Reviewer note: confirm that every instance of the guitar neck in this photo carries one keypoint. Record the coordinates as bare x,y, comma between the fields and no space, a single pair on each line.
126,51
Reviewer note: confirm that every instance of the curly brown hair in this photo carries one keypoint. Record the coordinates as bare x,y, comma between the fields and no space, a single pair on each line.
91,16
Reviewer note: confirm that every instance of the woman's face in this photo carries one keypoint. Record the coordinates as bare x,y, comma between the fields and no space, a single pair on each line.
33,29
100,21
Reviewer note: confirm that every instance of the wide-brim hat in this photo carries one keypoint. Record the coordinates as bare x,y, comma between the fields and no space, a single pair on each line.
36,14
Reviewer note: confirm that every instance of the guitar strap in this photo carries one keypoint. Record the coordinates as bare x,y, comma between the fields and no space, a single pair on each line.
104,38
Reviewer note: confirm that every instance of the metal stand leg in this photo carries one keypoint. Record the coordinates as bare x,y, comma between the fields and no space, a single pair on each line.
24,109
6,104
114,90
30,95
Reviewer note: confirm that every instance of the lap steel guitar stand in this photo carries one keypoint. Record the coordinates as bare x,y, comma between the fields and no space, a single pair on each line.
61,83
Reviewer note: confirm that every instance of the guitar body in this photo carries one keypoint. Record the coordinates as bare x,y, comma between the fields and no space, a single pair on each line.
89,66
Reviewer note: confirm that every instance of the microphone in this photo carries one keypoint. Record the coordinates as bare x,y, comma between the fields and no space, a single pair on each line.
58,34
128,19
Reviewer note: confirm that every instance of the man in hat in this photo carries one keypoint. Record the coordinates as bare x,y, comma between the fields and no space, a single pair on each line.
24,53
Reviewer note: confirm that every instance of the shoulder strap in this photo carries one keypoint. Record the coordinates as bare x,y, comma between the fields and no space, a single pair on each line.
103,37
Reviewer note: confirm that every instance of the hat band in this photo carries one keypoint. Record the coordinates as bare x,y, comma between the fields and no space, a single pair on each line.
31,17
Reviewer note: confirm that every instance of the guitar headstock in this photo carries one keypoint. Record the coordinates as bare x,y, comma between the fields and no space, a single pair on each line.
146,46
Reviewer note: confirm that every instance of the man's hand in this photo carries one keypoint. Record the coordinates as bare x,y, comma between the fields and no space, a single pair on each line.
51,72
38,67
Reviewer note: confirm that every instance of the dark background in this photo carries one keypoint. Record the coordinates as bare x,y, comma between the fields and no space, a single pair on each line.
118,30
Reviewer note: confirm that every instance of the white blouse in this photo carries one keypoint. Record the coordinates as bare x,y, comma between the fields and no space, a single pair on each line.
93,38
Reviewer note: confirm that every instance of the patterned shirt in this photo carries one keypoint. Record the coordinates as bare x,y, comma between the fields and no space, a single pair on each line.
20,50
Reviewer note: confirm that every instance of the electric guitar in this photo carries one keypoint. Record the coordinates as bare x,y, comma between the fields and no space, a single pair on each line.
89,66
##############################
■ **Your assignment**:
Retype the records above so that nothing differs from the original.

■ **Response below**:
Reviewer note: confirm that every instance of the guitar neck in this photo carries one keypoint. Record the coordinates as bare x,y, comma between the fields and no space, a single pair on each line.
126,51
Reviewer note: confirm that every instance of the curly brown hair in this photo carries one keypoint. Record the coordinates as bare x,y, comma between the fields and no space, a single pair on each line.
91,16
Reviewer note: confirm that every instance of the woman's face in this photo carries one keypoint. Record the coordinates as bare x,y, comma between the fields and no space, a single pair on each line.
33,29
100,21
Reviewer note: confirm that every instance of the wide-brim hat in this photo carries one keypoint. Record the coordinates as bare x,y, comma between the fields and no space, a single pair on each line.
36,14
Reviewer note: confirm that every instance of the guitar strap in this photo carries one keypoint. Record the coordinates as bare x,y, comma between the fields and no space, a single pair on each line.
104,38
Reviewer note: confirm that every instance of the metal stand leg in this photo carries one keypoint. Record the coordinates as bare x,y, comma between the fields and no space, a single pair on each line.
24,109
6,104
114,90
30,95
Reviewer note: confirm that every instance of the lap steel guitar stand in this photo carries one keypoint. Record the coordinates as bare x,y, comma between the fields and no space, a single pair on each line.
61,83
Reviewer note: confirm that every instance of the guitar body in this photo carries one keypoint. Record the coordinates as bare x,y, comma between the fields and no space, a single pair on each line.
89,66
Reviewer note: confirm that every instance of the microphone in this photo carries one keypoint. Record the coordinates as bare x,y, comma between the fields and no space, a single pair on each line.
58,34
128,19
Reviewer note: confirm that every instance of the man in hat in this photo carries one keypoint. Record the coordinates as bare x,y, comma between the fields and no space, a single pair on each line.
24,53
Reviewer note: confirm that every instance of the shoulder strap in this photo carries one keypoint. Record the coordinates as bare x,y, comma between the fields and no space, a single pair on each line.
103,37
Reviewer note: confirm that every instance of the hat band in this photo carries one keypoint. Record the coordinates as bare x,y, comma between the fields and no space, a single pair on each line.
31,17
Reviewer note: confirm that every instance of the guitar headstock in this photo carries one keypoint. Record the coordinates as bare x,y, comma between the fields and no space, a single pair on each line.
146,46
Reviewer note: confirm that every instance of the man's hand in this photo carries one keypoint. Record the coordinates as bare x,y, comma between the fields and no space, a single pair on each line.
51,72
38,67
Reviewer note: confirm that every instance of the dark background in this photo carries one keypoint. Record the coordinates as bare x,y, comma between the fields and no space, a single pair on each line.
118,30
Reviewer note: confirm that every instance of the white blouse in this photo carries one keypoint. Record the coordinates as bare x,y, comma between the fields and no space, a single pair on each line.
93,38
Reviewer note: confirm that every instance of the patterned shirt in this photo carries one keypoint. Record the coordinates as bare x,y, comma between the fields and no space, a single pair on each line.
20,50
Reviewer note: confirm that every instance of the electric guitar in this photo carries one keypoint. Record the coordinates as bare x,y, comma between the fields and no space, a single pair on each line.
89,66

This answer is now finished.